● **Problems and tasks**:
1: Answer these about the story about Ukraine:
(a) What three things make up Ukraine's dowry?
(b) What instrument does Vanya take out after putting his feet on the table?
(c) Where are the gentlemen standing when Ukraine sees them waving?
2: Who is named in the credit lines at the top of the story about Ukraine, and what role is each given?

Sketch by Oleh Kovalchuk
Article by: Bohdan Martsyniak Voloshyn
Source: VHolos
Translated by: Christine Chraibi

Once upon a time there was a young girl called Ukraine. She was young, beautiful and had a magnificent dowry – bountiful fields, wide rivers, and stately mountains. So, she was courted and romanced by many.

But, the most persistent and obnoxious suitor was her neighbour, Vanya, who loved to drink and annoy her. When inebriated, Vanya adored tugging Ukraine’s thick braids and grabbing her flower wreath. One day, he broke into Ukraine’s home completely pissed, put his feet on the table, took out his balalaika, and shouted loudly:

“I’m moving in! After all, we’re part of the same family; we’re of the same blood.”

No one came to Ukraine’s rescue, so Vanya settled in comfortably and lived off Ukraine’s generosity and wealth.  If he needed something, Vanya would take things from Ukraine’s home and sell them. But, he always needed more and more because he didn’t like to work. No matter how hard he tried, he somehow always ruined or damaged whatever he did. So, Vanya did what he knew best – play the balalaika, drink vodka, and eat borshch with salo.

One winter day, Ukraine could no longer put up with this so-called “relative” and threw him out of her house. The next day, she woke up to see several gentlemen waving at her. But, they were all standing behind the European fence. They were all so rich and polite and clean-looking, winking at her, joking with her… actually pulling the wool over her eyes, but she didn’t realize it yet.

● **Listing**:
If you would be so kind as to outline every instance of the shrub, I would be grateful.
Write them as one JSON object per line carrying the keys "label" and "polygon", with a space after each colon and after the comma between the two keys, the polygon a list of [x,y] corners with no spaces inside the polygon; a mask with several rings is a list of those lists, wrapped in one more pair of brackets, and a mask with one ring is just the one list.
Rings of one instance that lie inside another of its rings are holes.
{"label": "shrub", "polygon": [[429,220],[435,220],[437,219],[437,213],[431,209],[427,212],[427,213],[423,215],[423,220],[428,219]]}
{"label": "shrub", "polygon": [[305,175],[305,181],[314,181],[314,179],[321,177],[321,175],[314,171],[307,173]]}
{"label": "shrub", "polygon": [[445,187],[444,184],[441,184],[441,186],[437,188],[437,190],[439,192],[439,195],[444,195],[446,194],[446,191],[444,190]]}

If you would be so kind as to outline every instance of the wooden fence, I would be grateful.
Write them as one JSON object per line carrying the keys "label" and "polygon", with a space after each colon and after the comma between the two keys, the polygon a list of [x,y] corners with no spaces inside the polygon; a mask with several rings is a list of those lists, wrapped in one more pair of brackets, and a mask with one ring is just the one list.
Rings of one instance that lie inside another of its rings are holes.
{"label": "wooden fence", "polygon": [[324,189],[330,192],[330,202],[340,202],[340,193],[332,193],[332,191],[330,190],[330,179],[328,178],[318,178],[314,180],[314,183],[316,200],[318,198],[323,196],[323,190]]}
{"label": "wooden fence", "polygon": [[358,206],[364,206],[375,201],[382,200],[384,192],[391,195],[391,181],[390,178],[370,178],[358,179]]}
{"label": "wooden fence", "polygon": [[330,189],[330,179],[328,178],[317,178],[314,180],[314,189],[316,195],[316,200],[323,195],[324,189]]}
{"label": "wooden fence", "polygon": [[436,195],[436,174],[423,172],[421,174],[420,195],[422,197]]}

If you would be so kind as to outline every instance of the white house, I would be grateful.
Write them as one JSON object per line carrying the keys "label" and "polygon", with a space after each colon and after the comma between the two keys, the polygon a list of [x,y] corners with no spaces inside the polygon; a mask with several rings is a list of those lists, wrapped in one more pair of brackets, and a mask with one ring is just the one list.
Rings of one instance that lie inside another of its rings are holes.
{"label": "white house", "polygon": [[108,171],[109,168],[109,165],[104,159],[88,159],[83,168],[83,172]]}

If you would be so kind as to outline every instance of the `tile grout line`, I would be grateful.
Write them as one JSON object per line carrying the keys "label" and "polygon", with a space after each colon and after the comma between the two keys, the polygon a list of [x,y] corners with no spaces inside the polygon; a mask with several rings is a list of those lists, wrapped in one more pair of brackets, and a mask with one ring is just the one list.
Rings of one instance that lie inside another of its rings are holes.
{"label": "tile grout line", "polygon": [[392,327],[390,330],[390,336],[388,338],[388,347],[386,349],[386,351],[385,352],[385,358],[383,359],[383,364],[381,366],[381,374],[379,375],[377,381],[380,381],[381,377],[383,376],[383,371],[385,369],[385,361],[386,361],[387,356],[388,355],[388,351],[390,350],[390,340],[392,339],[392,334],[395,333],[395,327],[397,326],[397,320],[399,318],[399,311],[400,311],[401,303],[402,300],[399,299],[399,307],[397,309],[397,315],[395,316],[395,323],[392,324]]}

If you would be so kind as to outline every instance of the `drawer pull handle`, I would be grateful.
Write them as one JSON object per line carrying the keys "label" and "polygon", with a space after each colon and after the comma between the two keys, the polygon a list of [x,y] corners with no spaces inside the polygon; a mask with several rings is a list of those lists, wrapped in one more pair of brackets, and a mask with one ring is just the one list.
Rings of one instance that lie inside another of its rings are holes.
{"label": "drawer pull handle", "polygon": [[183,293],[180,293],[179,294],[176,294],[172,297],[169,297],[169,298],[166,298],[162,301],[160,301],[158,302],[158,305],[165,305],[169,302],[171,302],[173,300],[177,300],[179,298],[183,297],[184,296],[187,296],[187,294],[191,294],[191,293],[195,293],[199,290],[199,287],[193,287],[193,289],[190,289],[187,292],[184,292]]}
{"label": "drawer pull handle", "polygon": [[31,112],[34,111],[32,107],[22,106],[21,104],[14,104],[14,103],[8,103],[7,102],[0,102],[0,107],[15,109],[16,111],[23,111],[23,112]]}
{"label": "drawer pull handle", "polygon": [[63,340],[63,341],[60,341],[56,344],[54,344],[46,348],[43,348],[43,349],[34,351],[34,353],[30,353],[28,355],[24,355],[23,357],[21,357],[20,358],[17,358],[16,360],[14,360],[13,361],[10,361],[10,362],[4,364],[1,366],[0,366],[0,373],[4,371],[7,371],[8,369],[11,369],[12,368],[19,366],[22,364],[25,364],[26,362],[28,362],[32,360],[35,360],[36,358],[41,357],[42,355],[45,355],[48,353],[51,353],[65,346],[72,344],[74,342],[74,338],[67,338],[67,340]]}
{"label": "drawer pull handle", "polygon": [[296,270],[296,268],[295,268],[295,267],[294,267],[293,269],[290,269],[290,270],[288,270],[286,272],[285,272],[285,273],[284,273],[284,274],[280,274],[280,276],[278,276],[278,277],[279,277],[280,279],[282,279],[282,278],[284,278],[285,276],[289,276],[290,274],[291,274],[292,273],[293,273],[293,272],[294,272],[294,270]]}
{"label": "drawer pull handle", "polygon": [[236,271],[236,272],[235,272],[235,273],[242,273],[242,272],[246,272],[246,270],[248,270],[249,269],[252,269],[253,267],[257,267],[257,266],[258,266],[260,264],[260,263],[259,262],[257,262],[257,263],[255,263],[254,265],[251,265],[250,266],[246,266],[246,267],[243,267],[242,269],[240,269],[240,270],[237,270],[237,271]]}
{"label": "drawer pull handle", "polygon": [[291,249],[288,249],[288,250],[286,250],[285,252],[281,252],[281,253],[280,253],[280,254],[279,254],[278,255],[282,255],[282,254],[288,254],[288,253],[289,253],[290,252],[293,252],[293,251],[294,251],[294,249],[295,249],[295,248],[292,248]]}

● **Solution set**:
1:
(a) Bountiful fields, wide rivers, and stately mountains.
(b) A balalaika.
(c) Behind the European fence.

2:
Oleh Kovalchuk: sketch
Bohdan Martsyniak Voloshyn: article
Christine Chraibi: translation